Records
%%

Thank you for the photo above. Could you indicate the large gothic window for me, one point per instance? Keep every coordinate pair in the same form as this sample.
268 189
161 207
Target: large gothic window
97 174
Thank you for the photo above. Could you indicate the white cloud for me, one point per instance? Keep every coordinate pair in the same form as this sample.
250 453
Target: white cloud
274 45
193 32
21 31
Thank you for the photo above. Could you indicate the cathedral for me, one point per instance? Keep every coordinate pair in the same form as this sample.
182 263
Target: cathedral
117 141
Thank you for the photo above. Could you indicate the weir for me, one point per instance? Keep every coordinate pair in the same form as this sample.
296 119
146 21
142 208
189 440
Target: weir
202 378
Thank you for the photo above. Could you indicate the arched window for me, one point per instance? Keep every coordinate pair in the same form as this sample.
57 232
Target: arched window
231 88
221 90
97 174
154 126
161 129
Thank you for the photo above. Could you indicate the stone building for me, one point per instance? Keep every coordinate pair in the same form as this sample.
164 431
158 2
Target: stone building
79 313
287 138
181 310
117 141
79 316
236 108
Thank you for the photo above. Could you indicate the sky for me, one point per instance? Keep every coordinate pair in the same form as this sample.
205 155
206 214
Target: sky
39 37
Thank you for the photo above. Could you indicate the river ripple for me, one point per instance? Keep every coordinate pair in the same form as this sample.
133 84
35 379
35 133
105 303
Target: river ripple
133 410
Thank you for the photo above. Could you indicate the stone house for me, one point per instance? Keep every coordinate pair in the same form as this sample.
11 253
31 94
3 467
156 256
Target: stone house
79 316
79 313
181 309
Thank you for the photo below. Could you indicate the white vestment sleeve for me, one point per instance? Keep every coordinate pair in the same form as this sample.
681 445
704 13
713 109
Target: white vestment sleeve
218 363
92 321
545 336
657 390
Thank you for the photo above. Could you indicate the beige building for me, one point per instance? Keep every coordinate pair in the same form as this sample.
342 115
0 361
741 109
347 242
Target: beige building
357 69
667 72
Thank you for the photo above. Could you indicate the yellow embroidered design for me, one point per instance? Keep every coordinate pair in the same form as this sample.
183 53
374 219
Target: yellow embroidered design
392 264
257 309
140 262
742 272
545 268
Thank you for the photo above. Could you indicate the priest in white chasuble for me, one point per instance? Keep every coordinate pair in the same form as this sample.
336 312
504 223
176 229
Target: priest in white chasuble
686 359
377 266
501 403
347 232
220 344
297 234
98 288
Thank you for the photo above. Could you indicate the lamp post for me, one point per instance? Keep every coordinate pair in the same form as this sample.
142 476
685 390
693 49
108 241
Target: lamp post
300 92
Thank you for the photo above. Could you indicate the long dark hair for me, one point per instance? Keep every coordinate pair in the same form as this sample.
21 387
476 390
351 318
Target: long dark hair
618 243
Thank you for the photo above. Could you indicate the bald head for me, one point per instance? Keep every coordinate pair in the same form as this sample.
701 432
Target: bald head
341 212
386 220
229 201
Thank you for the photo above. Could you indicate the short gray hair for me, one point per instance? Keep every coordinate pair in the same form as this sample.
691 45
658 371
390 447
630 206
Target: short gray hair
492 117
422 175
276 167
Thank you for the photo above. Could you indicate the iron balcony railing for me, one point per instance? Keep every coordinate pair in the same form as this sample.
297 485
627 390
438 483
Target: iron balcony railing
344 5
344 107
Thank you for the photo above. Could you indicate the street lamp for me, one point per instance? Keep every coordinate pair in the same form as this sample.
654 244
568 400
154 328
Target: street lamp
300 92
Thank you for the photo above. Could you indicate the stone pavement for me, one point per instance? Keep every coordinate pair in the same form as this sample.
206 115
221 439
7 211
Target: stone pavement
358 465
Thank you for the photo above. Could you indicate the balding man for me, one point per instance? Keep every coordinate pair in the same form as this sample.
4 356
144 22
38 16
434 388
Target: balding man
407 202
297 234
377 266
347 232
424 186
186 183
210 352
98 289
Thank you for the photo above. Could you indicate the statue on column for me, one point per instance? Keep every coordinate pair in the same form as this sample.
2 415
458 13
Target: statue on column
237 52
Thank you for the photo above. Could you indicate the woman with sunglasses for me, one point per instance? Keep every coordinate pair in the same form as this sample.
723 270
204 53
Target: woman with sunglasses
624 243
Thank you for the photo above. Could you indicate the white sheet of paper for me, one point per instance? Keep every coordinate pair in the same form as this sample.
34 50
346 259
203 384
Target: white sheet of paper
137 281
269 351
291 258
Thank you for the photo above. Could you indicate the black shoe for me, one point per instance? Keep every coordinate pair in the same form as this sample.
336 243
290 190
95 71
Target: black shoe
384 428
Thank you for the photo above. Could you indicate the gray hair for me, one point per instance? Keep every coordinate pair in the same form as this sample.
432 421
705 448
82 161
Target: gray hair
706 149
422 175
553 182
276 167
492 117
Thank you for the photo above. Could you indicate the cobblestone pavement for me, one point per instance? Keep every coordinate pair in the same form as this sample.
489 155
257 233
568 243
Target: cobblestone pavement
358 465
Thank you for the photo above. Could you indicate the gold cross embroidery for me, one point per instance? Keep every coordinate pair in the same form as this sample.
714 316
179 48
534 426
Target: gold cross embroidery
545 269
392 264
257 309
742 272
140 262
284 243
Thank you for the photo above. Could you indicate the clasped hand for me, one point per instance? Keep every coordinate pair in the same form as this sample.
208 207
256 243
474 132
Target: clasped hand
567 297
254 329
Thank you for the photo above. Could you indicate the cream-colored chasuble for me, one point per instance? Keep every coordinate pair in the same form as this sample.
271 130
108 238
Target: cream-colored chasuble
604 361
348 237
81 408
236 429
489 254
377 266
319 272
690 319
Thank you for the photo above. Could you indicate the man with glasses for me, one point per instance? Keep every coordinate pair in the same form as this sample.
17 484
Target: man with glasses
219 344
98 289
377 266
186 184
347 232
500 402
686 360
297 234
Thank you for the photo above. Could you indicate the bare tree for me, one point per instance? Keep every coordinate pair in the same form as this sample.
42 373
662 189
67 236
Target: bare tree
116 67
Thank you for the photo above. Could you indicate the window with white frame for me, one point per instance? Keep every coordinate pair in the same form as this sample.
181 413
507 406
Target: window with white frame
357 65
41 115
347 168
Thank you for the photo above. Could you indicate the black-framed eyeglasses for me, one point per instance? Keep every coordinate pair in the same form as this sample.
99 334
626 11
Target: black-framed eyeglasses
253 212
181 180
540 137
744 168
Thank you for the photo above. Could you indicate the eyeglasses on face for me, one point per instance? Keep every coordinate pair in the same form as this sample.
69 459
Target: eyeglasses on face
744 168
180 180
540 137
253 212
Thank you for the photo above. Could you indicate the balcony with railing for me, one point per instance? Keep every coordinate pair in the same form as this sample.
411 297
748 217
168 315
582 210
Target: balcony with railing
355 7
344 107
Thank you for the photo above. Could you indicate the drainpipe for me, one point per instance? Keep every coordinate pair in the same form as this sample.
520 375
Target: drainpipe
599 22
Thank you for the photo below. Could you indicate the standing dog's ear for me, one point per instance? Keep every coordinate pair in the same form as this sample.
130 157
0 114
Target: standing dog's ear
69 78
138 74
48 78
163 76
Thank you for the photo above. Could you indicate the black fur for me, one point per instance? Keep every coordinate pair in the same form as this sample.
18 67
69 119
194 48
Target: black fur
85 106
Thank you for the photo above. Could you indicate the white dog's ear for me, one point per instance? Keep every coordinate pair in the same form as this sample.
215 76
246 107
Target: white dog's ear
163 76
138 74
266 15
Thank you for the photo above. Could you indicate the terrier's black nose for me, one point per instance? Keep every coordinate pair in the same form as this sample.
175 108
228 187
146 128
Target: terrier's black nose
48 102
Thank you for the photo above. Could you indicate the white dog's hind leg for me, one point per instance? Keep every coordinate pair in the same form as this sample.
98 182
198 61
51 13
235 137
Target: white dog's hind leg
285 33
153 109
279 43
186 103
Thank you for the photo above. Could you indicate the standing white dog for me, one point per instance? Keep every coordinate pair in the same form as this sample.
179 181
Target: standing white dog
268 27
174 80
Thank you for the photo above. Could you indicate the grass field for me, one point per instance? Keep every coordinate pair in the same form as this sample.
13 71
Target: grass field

%%

* _PROMPT_
Reproduce the lines of the data above verbatim, starting at the line containing "Thank you for the photo above. Could you indicate the grass" and continuing through the end of the data.

* _OUTPUT FOR THIS EXERCISE_
Thank you for the photo above. Could you indicate the grass field for me, one point per instance? Keep every coordinate pair in the same form as this sample.
13 71
Target: grass field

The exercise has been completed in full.